Exercise material -
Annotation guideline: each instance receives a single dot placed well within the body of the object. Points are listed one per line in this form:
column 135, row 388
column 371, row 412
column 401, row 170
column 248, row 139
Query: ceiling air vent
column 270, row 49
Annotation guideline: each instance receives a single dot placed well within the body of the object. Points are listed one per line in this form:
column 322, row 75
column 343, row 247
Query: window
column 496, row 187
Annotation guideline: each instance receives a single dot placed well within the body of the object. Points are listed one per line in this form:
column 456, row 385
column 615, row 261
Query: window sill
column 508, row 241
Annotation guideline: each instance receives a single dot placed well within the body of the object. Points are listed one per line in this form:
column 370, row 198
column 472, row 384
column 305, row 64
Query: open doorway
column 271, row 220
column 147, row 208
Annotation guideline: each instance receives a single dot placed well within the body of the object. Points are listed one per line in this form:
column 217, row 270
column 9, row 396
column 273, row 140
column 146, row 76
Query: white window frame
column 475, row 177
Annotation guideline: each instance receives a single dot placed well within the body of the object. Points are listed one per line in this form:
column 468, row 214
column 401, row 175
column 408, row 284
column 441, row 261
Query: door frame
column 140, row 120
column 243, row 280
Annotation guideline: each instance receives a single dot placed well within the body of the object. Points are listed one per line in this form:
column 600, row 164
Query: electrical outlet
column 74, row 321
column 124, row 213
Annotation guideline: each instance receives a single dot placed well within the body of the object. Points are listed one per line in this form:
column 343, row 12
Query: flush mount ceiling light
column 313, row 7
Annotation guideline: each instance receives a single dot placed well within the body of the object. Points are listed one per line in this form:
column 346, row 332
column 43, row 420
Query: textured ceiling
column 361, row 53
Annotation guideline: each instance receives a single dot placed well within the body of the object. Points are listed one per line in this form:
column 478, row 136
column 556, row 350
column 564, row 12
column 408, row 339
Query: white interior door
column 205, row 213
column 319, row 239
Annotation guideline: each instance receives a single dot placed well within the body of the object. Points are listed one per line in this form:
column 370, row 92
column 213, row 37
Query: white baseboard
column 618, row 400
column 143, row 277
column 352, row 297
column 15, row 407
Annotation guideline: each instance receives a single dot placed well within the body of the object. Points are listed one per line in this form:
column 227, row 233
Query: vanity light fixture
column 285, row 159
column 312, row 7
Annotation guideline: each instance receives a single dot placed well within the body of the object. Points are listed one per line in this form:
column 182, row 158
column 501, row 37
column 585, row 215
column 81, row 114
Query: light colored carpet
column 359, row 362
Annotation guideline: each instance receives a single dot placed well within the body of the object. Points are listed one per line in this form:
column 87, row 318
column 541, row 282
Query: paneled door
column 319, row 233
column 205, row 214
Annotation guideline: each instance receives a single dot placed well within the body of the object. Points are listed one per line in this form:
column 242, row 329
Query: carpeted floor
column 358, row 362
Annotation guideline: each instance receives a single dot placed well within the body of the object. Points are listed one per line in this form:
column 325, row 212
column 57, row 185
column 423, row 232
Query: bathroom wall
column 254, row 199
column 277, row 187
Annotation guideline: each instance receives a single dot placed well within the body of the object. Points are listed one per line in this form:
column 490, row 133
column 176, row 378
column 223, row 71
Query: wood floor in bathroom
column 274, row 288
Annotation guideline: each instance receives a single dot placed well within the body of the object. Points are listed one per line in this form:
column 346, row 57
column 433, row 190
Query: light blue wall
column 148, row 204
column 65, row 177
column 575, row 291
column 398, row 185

Exercise - Every entry should be output exactly as written, please.

Right answer -
Annotation guideline: each instance receives a single dot placed well within the body of the object. Points are listed one per line in this form:
column 135, row 388
column 371, row 412
column 401, row 170
column 248, row 139
Query: ceiling air vent
column 270, row 49
Annotation guideline: each instance receives a single dot placed well within the body of the object. Points are listed one per line in this form:
column 322, row 75
column 343, row 247
Query: window
column 496, row 187
Annotation guideline: each instance receives a single dot placed well within the body of the object. Points are listed one per line in this form:
column 456, row 385
column 615, row 261
Query: window sill
column 508, row 241
Annotation guideline: each instance receives a single dot placed well within the body of the object. Points are listed one per line in this form:
column 370, row 198
column 472, row 384
column 305, row 64
Query: open doorway
column 271, row 220
column 147, row 208
Annotation guideline: each instance receives a single dot placed well within the body of the object. Points are listed one per line in this form:
column 217, row 270
column 9, row 396
column 273, row 140
column 146, row 76
Query: white window frame
column 475, row 177
Annotation guideline: each instance receives a single dot placed well within the body of the object. Points are listed one per line in this form:
column 468, row 214
column 401, row 175
column 408, row 284
column 441, row 261
Query: door frame
column 140, row 120
column 243, row 280
Annotation guideline: each instance receives a single dot placed well within the body of the object. Points are listed one per line in this form:
column 600, row 164
Query: electrical outlet
column 74, row 321
column 124, row 213
Annotation guideline: each instance receives a single dot placed well within the body of the object. Points are listed one per line in this form:
column 343, row 12
Query: flush mount ceiling light
column 313, row 7
Annotation guideline: each instance receives a single dot placed well within the body of the object. Points are listed one per line in this form:
column 346, row 332
column 43, row 420
Query: textured ceiling
column 361, row 53
Annotation guideline: each instance receives a single dot placed well within the body of the object. Points are listed one per line in this form:
column 478, row 136
column 556, row 350
column 564, row 12
column 408, row 339
Query: white interior door
column 205, row 213
column 319, row 239
Annotation guideline: each instance receives a single dot placed well within the body of the object. Points are listed one per line in this form:
column 370, row 92
column 213, row 37
Query: white baseboard
column 618, row 400
column 143, row 277
column 352, row 297
column 15, row 407
Annotation guideline: each instance receives a single dot placed well within the body of the object. Points are listed one per line in this form:
column 227, row 233
Query: vanity light fixture
column 285, row 159
column 312, row 7
Annotation guideline: each instance receives a single dot placed well within the body of the object. Points are listed one per line in this form:
column 182, row 158
column 501, row 37
column 585, row 215
column 81, row 114
Query: light colored carpet
column 359, row 362
Annotation guideline: each instance receives a single dot placed well within the body of the object. Points are listed one per line in this form:
column 87, row 318
column 541, row 282
Query: paneled door
column 319, row 233
column 205, row 214
Annotation guideline: each instance receives a single dot placed well within the body of the object. Points are listed one per line in this form:
column 242, row 329
Query: carpeted floor
column 358, row 362
Annotation guideline: each instance receives a single dot placed well within the body of the object. Points are listed one per line in this form:
column 325, row 212
column 57, row 185
column 423, row 232
Query: bathroom wall
column 254, row 199
column 277, row 187
Annotation guideline: each instance receives a single dot placed well within the body of the object. Points are listed one per line in this form:
column 490, row 133
column 176, row 378
column 223, row 71
Query: wood floor in bathroom
column 274, row 288
Annotation guideline: each instance receives a single dot placed well within the body of the object. Points are listed one per line in this form:
column 346, row 57
column 433, row 190
Query: light blue wall
column 148, row 204
column 65, row 177
column 575, row 291
column 398, row 185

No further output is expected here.